Activity -
Down to the last line, retype each line of the entries exactly, starting with the one that contains "Query: rightmost red".

Data supplied -
▽

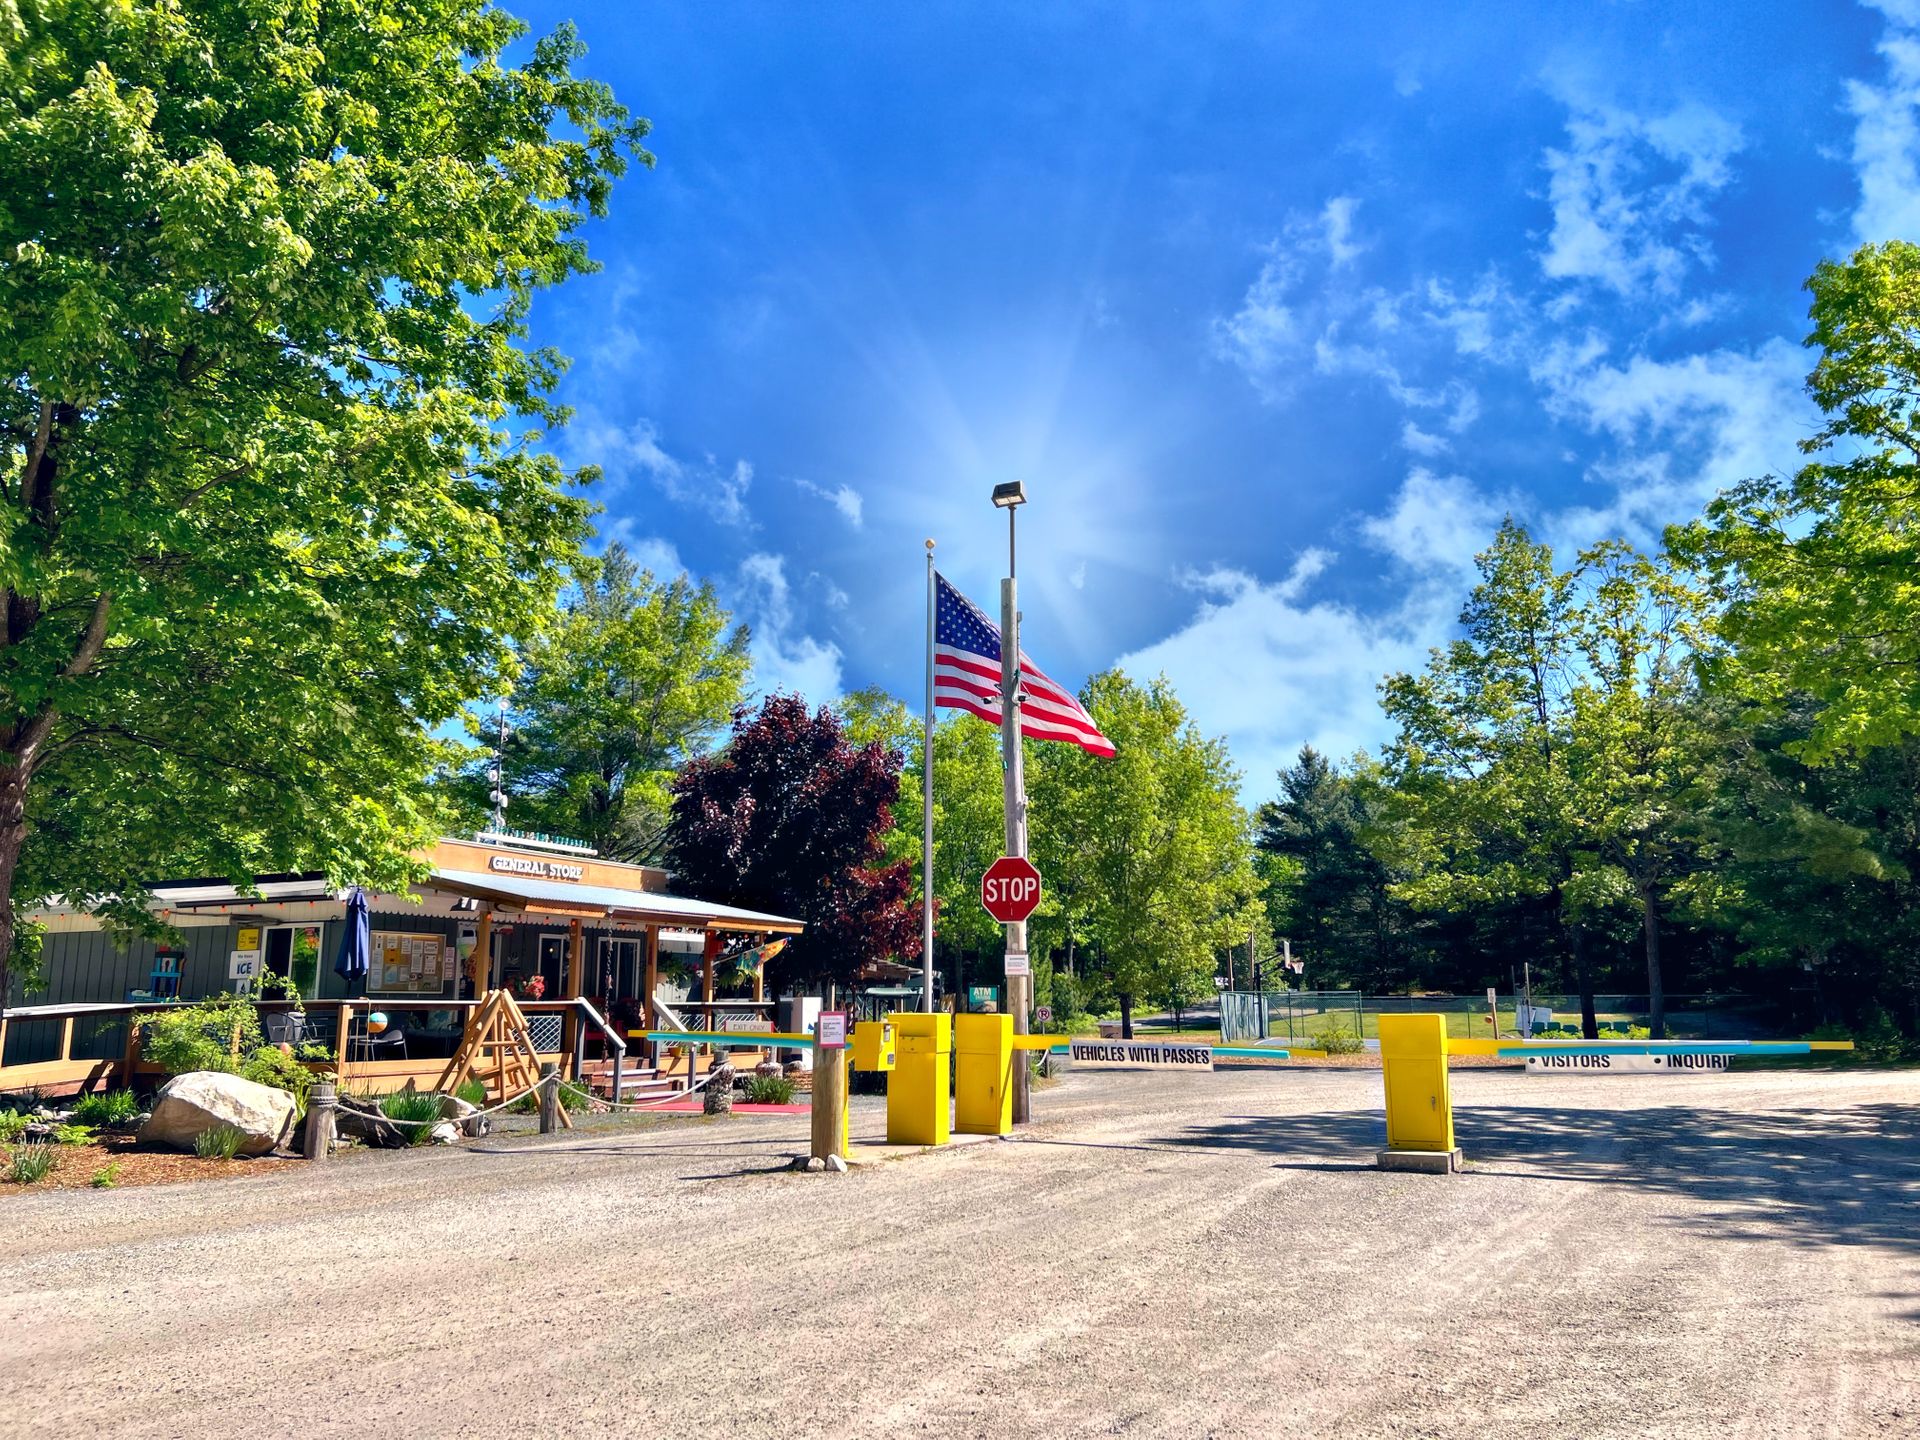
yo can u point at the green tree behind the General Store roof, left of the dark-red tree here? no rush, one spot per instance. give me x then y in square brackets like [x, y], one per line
[633, 681]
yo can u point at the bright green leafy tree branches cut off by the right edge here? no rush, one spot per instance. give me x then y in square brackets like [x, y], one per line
[1817, 571]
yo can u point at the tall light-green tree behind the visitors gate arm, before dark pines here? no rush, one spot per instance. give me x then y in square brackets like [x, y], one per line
[1554, 750]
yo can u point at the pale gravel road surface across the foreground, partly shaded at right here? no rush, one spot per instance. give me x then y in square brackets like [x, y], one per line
[1164, 1255]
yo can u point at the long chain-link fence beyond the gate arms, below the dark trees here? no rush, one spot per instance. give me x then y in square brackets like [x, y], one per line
[1307, 1015]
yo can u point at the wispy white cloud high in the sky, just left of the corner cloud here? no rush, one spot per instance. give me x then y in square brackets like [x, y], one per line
[1629, 197]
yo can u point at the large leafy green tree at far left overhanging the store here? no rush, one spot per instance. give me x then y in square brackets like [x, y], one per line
[272, 498]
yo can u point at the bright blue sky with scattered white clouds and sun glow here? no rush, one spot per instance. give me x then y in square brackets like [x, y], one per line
[1276, 310]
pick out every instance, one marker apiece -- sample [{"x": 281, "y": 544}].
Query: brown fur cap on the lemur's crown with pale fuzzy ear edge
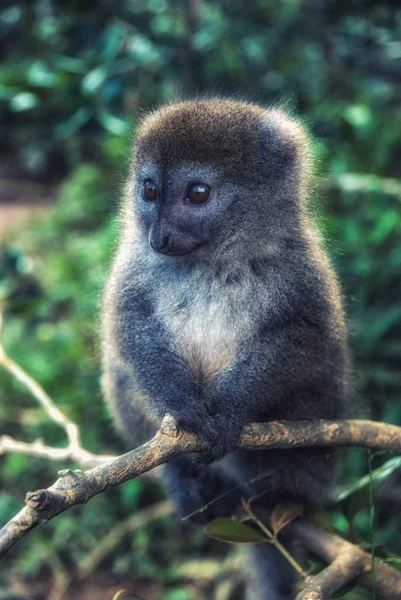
[{"x": 220, "y": 133}]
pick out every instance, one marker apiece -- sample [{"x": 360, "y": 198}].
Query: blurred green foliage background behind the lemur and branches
[{"x": 74, "y": 77}]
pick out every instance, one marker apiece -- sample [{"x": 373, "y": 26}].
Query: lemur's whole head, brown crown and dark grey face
[{"x": 203, "y": 178}]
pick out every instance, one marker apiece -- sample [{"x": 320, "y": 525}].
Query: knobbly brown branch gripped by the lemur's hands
[{"x": 77, "y": 487}]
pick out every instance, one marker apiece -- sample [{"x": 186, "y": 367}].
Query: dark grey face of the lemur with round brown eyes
[{"x": 184, "y": 209}]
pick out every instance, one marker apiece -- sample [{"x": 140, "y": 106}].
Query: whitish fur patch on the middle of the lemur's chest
[{"x": 208, "y": 323}]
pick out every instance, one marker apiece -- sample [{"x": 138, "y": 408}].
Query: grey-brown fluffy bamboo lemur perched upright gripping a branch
[{"x": 222, "y": 308}]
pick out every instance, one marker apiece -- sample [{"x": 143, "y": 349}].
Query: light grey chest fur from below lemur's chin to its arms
[{"x": 208, "y": 319}]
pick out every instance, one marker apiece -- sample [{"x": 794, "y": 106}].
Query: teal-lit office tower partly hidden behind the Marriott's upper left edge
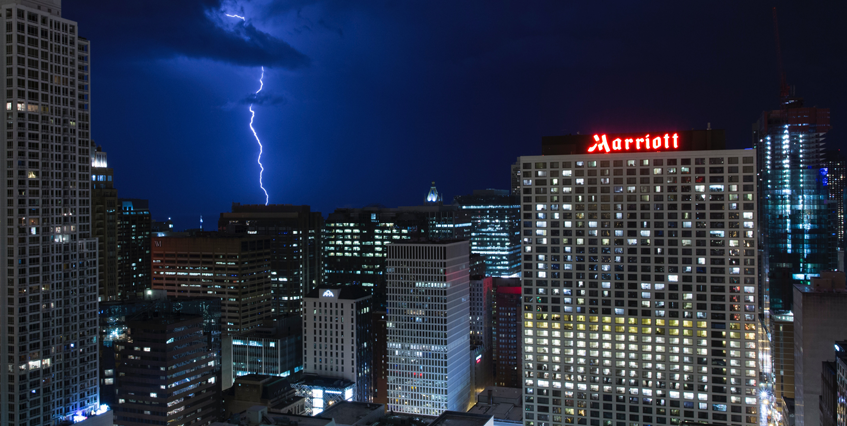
[{"x": 495, "y": 229}]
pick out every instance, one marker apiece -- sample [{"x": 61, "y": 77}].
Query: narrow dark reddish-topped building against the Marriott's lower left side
[{"x": 507, "y": 333}]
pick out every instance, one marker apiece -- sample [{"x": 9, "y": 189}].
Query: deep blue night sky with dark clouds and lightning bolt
[{"x": 368, "y": 102}]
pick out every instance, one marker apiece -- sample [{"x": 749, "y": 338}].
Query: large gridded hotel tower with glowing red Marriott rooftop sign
[{"x": 639, "y": 281}]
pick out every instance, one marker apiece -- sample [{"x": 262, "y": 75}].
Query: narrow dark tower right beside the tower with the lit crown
[{"x": 134, "y": 241}]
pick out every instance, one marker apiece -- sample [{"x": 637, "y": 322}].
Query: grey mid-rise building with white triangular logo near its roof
[{"x": 338, "y": 346}]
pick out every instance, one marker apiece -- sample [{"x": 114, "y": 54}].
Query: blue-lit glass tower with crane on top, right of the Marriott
[{"x": 797, "y": 218}]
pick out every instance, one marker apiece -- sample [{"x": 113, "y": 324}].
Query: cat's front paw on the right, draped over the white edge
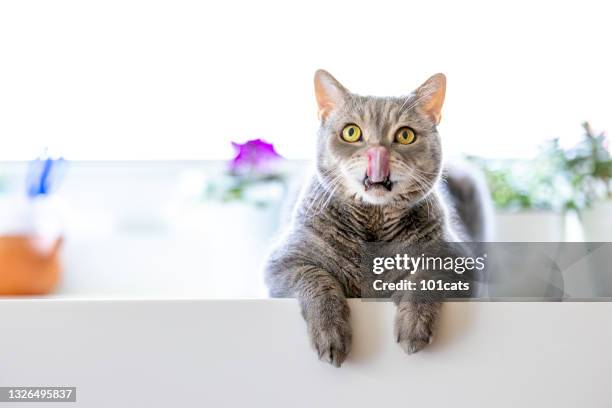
[{"x": 414, "y": 325}]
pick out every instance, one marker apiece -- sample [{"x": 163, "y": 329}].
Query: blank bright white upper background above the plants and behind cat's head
[{"x": 133, "y": 79}]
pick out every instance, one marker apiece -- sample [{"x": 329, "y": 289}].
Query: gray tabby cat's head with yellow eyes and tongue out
[{"x": 379, "y": 150}]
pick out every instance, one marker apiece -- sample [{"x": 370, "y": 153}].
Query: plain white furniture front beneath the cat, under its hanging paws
[{"x": 155, "y": 353}]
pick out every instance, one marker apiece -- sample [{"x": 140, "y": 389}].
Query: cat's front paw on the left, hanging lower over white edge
[{"x": 332, "y": 341}]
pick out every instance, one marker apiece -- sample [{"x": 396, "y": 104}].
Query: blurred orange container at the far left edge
[{"x": 27, "y": 267}]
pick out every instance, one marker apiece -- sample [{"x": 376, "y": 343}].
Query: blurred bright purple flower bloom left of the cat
[{"x": 254, "y": 155}]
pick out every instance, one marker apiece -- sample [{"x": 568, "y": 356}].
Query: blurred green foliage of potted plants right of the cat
[{"x": 556, "y": 179}]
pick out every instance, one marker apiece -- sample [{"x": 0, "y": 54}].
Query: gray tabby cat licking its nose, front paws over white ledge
[{"x": 377, "y": 179}]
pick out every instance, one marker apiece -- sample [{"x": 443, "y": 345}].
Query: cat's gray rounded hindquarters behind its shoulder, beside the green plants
[{"x": 470, "y": 199}]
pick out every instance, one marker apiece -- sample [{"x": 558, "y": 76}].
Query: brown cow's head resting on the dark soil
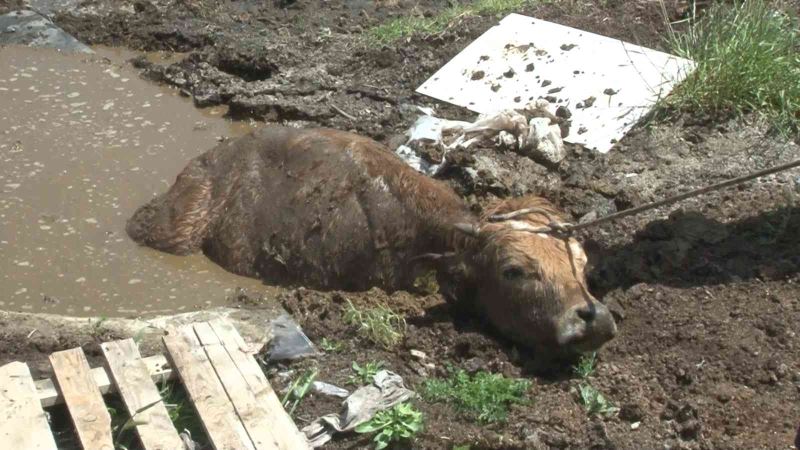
[{"x": 531, "y": 285}]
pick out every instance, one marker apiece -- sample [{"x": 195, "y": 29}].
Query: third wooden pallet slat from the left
[{"x": 141, "y": 398}]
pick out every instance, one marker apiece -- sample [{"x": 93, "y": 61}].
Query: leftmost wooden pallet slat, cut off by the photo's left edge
[{"x": 23, "y": 423}]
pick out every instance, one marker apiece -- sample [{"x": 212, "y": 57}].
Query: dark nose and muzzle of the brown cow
[{"x": 586, "y": 327}]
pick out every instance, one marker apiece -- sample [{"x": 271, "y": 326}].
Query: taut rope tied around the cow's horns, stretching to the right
[{"x": 568, "y": 229}]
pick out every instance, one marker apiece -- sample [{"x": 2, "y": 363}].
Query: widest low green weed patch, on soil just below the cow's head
[{"x": 484, "y": 396}]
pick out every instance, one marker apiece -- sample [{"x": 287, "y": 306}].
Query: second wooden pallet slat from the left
[{"x": 83, "y": 398}]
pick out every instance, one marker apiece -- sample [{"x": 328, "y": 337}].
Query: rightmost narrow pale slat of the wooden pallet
[{"x": 286, "y": 434}]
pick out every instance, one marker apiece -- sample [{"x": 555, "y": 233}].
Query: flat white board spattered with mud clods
[{"x": 511, "y": 64}]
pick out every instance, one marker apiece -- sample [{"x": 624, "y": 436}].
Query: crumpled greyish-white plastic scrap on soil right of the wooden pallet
[{"x": 386, "y": 391}]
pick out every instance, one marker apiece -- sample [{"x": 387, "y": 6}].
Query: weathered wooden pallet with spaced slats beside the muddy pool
[{"x": 232, "y": 397}]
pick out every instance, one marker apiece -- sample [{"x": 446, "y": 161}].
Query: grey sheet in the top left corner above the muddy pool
[{"x": 34, "y": 30}]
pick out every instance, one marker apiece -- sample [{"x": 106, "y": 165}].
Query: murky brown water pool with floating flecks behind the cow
[{"x": 83, "y": 143}]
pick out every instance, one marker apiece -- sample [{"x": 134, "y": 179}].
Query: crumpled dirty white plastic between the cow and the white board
[{"x": 531, "y": 130}]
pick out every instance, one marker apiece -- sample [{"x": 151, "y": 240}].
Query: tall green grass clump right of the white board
[{"x": 748, "y": 61}]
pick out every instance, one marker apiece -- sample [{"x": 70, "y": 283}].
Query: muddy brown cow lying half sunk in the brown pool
[{"x": 332, "y": 210}]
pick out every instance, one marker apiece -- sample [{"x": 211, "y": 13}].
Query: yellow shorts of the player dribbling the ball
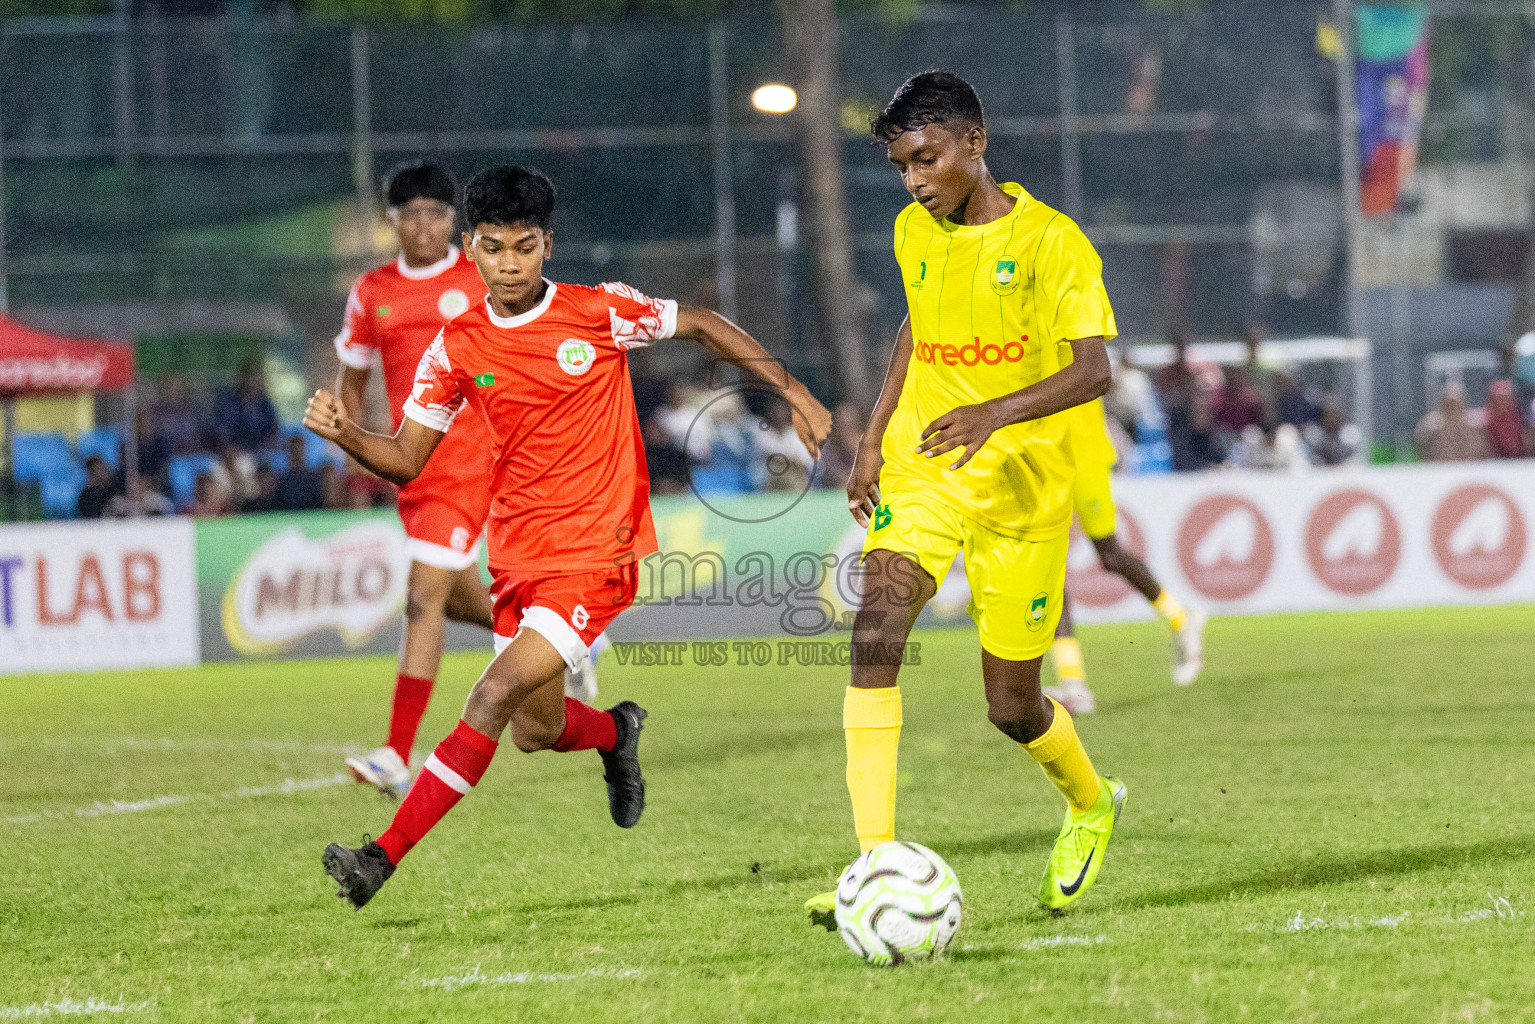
[{"x": 1015, "y": 586}]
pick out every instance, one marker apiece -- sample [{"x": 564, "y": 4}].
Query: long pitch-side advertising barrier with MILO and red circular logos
[{"x": 777, "y": 570}]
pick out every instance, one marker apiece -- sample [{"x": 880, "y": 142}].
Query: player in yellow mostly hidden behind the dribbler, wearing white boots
[{"x": 1094, "y": 498}]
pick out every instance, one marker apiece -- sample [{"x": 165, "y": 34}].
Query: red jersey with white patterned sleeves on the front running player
[{"x": 570, "y": 492}]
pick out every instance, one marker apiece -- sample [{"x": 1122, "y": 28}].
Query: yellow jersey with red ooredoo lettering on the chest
[{"x": 992, "y": 309}]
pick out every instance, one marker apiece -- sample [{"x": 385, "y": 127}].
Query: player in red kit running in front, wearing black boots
[{"x": 544, "y": 366}]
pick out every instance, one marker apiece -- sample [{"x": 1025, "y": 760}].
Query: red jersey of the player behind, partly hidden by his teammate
[{"x": 392, "y": 315}]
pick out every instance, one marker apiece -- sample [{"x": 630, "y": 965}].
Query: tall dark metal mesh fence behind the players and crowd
[{"x": 160, "y": 164}]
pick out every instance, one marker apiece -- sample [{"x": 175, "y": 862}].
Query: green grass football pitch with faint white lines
[{"x": 1335, "y": 825}]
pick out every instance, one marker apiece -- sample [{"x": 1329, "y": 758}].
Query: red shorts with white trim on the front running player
[{"x": 567, "y": 610}]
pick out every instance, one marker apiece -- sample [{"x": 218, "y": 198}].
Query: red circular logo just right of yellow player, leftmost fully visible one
[{"x": 1226, "y": 547}]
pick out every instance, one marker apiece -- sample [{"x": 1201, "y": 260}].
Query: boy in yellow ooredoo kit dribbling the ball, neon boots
[{"x": 966, "y": 451}]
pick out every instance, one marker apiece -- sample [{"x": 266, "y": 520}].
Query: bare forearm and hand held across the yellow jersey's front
[{"x": 971, "y": 426}]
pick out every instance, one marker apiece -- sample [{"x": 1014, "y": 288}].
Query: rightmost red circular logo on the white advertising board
[{"x": 1479, "y": 537}]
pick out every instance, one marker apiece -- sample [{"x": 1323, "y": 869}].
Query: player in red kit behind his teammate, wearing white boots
[{"x": 392, "y": 315}]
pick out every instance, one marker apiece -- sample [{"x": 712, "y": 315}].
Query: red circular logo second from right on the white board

△

Worked solution -
Query: rightmost red circular logo on the white advertising board
[{"x": 1479, "y": 537}]
pick out every instance, one marker apiece -- sample [{"x": 1323, "y": 869}].
Query: player in red kit behind his teammate, wearing white boots
[{"x": 392, "y": 315}]
pick out every instance, one marker apiece -- sample [{"x": 712, "y": 315}].
Query: red circular logo second from right on the white board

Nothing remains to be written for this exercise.